== Texto original
Después de completar sus estudios en Bélgica, Jalics es destinado a América, primero a Chile y luego a Argentina, como profesor de teología. En 1974 decidió compartir su vida con los más necesitados, en una comunidad jesuita de las llamadas “villas miseria”, barrios pobres de las periferias. Son años convulsos en Argentina. La dictadura del general Videla no admite ninguna oposición ni ninguna crítica a su escasa labor social. Y, además, ve enemigos por doquier y guerrilleros en todas partes. En mayo de 1976, Franz Jalics y Orlando Orio fueron secuestrados por los militares, como sospechosos de colaborar con la guerrilla. Durante cinco meses fueron torturados y, encapuchados y esposados, vivieron con la incertidumbre de ser asesinados en cualquier momento.

Como Franz Jalics ha confesado muchas veces, la oración le salvó de la locura. Y lo que es más importante: durante el secuestro aprendió a orar, se abandonó a Dios, algo que enseñaría después a muchos discípulos.

Durante ese secuestro se produjo también un malentendido que le provocaría un sufrimiento enorme, a él, a su compañero de secuestro y a su superior jesuita, el P. Jorge Bergoglio. Franz Jalics y Orlando Orio pensaron que la persona que había delatado a los militares su presencia en la villa miseria había sido el P. Jorge Bergoglio. Franz Jalics solo quiso hablar una vez de esto: “Yo mismo creí ser víctima de las denuncias, pero al final de los 90, después de muchas conversaciones, me di cuenta de que las sospechas fueron infundadas; por lo tanto es falso afirmar que mi captura y la de mi compañero tuvieron lugar por iniciativa del padre Bergoglio (Papa Francisco en la actualidad)”. En el año 2000, Franz Jalics y su antiguo superior pudieron celebrar juntos la misa, abrazarse y reconciliarse.

Tras ser liberado por los militares, Jalics abandona Argentina e inicia una búsqueda espiritual en las escuelas orientales del conocimiento. Bajo la guía de Ramana Maharshi, se adentra en la espiritualidad oriental. Este hecho suscita la incomprensión y la crítica de muchos de sus compañeros jesuitas. Finalmente, Jalics deja la Compañía de Jesús y funda una casa de oración en Gries, Baviera. Su madre se instala junto a él. Tendrán que pasar muchos años antes de que Jalics acepte la invitación de incorporarse de nuevo a la Compañía.
====
== Material aportado
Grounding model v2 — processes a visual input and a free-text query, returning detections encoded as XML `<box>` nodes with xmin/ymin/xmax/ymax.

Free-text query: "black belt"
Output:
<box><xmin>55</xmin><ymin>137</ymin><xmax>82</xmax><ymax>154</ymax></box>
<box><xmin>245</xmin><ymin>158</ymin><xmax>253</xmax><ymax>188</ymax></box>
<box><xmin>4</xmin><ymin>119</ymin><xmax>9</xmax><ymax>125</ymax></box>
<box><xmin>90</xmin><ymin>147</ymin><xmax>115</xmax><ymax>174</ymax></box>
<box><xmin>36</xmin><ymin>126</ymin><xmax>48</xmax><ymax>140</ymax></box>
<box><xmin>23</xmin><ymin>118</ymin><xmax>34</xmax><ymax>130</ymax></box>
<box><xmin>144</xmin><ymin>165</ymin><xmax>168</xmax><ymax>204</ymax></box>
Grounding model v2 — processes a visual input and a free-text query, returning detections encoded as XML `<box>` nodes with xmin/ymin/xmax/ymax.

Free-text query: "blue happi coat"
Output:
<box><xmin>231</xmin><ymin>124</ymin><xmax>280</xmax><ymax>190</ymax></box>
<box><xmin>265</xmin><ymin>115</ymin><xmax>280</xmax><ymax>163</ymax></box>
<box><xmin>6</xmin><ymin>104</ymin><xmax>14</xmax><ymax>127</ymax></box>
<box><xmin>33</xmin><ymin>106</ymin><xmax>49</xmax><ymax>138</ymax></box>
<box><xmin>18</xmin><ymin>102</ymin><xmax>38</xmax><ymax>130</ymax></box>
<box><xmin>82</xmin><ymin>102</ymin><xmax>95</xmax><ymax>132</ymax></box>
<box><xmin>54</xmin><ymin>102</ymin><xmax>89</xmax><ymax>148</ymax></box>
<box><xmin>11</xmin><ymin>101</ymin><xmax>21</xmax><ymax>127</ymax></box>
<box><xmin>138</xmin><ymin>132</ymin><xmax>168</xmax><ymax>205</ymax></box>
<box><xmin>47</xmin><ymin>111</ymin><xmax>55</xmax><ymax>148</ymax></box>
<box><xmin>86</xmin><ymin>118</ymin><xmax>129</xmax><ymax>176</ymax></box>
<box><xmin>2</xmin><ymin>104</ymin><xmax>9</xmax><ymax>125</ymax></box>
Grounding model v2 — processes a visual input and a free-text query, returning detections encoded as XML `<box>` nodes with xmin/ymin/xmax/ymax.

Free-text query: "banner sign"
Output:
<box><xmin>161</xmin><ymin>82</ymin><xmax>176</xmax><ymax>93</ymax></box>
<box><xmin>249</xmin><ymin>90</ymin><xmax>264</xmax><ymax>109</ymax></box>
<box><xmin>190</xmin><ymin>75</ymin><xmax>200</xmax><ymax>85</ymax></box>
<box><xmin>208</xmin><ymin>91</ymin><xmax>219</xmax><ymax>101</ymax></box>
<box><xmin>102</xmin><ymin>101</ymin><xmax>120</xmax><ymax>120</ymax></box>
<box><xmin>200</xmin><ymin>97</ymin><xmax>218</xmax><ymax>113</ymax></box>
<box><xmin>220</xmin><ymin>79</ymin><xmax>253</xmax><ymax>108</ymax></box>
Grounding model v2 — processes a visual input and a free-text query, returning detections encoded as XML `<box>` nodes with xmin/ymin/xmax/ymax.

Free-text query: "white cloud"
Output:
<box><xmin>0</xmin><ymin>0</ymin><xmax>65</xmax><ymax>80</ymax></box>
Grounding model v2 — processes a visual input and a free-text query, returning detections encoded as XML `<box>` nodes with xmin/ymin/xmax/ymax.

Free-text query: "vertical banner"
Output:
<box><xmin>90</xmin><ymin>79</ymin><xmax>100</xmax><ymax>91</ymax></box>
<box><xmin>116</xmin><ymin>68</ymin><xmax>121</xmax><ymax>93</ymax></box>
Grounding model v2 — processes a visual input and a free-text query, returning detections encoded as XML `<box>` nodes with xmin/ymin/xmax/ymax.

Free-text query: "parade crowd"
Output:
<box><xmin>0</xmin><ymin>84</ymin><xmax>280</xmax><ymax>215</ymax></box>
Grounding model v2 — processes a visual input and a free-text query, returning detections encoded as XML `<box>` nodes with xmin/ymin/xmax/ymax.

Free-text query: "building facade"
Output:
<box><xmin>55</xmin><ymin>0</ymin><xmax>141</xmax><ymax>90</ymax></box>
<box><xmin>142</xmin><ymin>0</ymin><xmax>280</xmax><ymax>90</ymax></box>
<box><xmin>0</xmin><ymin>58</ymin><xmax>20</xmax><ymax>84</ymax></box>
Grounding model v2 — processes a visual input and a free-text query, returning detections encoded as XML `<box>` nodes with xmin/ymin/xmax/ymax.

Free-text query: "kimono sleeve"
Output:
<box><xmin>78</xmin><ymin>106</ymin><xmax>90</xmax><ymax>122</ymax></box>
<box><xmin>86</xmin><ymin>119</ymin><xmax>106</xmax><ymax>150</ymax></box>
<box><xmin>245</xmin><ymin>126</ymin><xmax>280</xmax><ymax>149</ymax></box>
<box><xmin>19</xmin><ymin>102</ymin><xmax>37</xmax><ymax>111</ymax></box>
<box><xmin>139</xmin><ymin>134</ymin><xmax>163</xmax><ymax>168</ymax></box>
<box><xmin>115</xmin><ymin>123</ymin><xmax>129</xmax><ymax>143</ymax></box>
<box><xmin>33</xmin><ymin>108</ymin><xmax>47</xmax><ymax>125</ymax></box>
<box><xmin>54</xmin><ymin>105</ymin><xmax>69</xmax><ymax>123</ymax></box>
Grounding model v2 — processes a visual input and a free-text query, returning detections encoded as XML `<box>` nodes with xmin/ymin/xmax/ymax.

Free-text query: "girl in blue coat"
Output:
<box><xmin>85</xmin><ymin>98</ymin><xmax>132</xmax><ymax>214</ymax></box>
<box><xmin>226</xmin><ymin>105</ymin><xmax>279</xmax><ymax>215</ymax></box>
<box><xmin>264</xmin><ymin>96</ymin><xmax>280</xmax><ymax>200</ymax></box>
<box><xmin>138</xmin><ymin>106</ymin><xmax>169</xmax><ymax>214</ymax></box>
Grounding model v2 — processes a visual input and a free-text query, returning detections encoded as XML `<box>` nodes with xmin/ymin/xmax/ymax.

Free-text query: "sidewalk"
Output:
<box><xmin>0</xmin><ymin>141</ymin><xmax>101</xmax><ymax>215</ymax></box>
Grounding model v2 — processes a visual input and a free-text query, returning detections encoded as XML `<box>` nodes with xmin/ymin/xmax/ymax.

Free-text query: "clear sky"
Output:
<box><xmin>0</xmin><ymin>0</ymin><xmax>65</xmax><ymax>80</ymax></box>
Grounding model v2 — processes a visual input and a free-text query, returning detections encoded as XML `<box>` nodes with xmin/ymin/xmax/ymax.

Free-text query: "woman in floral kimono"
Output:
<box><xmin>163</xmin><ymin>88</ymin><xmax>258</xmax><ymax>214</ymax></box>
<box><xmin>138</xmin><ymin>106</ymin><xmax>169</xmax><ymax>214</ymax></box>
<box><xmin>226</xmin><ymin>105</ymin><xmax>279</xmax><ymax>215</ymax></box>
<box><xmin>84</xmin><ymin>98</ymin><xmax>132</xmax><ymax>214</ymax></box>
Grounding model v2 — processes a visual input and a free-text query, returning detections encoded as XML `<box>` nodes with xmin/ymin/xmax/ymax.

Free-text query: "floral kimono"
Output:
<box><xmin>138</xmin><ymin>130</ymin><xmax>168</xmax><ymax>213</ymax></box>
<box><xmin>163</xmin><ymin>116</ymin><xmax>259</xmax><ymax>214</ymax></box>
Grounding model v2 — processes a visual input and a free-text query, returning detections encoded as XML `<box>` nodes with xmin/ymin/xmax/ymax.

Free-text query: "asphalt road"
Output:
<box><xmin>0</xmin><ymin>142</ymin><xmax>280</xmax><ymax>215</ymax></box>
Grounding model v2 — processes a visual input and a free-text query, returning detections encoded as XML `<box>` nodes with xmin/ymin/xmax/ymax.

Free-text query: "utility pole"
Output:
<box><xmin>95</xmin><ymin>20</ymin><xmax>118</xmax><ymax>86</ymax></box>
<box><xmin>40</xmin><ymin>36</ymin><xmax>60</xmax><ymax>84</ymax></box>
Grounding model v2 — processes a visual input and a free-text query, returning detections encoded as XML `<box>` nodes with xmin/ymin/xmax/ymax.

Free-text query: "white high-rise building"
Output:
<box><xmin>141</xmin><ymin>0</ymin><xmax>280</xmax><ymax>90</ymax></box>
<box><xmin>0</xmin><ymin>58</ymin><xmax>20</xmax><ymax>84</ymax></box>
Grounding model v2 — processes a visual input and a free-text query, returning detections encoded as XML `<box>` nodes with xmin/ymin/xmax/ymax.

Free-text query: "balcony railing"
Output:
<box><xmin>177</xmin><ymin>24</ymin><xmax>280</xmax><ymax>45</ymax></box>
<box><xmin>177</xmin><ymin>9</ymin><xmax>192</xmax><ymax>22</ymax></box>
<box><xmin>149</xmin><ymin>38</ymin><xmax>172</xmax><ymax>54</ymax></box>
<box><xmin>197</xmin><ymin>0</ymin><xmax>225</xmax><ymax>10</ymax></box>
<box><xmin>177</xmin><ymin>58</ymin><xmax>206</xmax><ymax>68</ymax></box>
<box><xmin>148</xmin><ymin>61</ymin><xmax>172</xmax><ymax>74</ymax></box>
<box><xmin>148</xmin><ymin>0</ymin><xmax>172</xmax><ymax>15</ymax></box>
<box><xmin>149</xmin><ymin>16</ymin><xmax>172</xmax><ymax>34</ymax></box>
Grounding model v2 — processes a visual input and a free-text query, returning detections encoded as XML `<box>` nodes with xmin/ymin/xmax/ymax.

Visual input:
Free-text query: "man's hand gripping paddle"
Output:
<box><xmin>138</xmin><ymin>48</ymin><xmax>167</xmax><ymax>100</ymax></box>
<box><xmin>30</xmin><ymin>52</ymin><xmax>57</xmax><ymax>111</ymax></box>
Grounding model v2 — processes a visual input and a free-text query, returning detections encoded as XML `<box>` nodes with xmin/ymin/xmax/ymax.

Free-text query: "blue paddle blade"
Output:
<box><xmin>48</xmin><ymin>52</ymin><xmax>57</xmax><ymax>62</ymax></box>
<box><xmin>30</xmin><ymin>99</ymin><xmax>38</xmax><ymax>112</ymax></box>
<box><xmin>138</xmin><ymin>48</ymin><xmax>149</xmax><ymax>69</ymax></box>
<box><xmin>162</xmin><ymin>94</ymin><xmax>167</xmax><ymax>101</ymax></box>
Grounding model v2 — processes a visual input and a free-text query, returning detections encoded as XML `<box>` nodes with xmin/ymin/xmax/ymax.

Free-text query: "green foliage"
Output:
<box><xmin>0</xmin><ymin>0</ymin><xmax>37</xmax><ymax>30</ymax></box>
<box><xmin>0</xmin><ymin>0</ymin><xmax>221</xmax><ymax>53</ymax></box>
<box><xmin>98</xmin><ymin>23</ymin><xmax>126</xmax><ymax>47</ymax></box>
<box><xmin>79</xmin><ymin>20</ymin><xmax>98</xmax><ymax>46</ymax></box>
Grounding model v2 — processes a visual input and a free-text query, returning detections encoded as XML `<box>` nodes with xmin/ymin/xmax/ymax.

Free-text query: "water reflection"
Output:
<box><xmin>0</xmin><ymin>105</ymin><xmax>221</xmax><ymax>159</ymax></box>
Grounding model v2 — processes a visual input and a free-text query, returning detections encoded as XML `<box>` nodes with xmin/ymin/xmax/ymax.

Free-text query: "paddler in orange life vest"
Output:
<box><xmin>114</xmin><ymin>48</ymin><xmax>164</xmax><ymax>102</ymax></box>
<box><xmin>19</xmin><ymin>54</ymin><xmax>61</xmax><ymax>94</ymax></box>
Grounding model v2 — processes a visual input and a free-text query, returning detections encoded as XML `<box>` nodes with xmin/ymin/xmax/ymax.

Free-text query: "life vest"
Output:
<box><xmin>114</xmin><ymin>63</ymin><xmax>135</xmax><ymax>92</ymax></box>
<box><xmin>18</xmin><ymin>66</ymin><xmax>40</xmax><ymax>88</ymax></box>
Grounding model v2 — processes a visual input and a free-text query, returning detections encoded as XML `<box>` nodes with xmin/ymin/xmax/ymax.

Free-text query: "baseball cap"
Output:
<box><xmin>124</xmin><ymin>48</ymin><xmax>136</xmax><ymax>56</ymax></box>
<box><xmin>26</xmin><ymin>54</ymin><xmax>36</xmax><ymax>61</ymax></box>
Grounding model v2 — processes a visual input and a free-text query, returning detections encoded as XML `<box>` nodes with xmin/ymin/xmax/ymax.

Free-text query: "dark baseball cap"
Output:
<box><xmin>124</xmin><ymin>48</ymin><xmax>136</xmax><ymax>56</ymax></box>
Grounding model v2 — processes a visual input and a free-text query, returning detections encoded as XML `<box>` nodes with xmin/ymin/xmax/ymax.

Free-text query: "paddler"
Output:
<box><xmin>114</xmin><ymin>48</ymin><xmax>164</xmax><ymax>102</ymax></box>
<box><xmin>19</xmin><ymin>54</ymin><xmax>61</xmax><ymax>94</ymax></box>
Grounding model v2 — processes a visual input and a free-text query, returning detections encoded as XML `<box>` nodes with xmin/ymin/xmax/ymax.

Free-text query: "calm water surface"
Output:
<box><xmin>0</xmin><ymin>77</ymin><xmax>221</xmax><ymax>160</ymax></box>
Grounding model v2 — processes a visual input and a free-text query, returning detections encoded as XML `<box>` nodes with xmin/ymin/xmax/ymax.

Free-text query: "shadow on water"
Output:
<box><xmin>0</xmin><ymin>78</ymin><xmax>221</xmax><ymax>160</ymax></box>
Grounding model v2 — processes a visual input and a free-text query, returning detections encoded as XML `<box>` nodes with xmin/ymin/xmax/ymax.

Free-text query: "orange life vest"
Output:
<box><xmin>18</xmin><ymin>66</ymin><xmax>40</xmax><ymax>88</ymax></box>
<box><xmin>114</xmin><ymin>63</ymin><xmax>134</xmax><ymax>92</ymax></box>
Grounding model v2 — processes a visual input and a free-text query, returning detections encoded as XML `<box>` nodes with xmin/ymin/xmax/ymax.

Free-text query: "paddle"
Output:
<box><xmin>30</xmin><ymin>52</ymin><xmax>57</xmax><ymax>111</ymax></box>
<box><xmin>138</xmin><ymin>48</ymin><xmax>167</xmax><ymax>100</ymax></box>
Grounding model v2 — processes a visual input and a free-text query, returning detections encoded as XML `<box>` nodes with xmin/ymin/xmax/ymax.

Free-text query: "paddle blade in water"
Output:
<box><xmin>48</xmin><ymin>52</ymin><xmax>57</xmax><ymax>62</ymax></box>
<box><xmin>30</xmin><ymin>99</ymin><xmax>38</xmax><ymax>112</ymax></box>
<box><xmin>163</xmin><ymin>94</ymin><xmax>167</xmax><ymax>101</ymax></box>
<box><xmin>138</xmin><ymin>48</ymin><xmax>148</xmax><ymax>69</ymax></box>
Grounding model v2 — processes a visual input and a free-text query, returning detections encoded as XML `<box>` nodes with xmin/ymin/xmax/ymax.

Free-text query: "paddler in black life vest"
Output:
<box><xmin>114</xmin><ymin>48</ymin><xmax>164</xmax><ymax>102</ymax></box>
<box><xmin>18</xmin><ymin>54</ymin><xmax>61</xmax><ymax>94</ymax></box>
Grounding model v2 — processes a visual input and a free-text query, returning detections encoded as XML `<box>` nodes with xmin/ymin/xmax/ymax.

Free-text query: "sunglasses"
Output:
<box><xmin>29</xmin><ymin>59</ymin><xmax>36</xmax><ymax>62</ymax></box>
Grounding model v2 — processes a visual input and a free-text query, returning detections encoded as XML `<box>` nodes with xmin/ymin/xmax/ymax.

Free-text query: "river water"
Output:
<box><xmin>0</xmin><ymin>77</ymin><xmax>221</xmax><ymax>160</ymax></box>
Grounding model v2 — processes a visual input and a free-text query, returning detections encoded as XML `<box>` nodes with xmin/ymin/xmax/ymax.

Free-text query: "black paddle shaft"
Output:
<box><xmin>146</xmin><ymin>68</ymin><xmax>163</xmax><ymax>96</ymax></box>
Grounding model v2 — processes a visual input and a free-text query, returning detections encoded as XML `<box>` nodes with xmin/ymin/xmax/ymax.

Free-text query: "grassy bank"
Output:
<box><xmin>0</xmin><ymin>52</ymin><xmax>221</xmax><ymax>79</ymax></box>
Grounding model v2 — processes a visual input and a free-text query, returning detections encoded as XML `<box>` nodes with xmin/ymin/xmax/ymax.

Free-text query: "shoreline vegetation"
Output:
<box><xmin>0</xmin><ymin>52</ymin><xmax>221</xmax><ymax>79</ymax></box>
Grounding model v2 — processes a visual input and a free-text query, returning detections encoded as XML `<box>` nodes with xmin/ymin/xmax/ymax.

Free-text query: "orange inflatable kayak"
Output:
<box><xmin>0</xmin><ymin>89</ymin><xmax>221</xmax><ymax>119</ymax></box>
====
-- Tarea 1 --
Actualiza el tramo del texto sobre Franz Jalics que va desde "Tras ser liberado" hasta "a la Compañía.", cambiando "casa de oración" por "casa de retiro".
-- Tarea 2 --
Según el texto sobre Franz Jalics, ¿en qué año pudieron él y su antiguo superior celebrar juntos la misa?

-- Solución 1 --
Tras ser liberado por los militares, Jalics abandona Argentina e inicia una búsqueda espiritual en las escuelas orientales del conocimiento. Bajo la guía de Ramana Maharshi, se adentra en la espiritualidad oriental. Este hecho suscita la incomprensión y la crítica de muchos de sus compañeros jesuitas. Finalmente, Jalics deja la Compañía de Jesús y funda una casa de retiro en Gries, Baviera. Su madre se instala junto a él. Tendrán que pasar muchos años antes de que Jalics acepte la invitación de incorporarse de nuevo a la Compañía.

-- Solución 2 --
En el año 2000.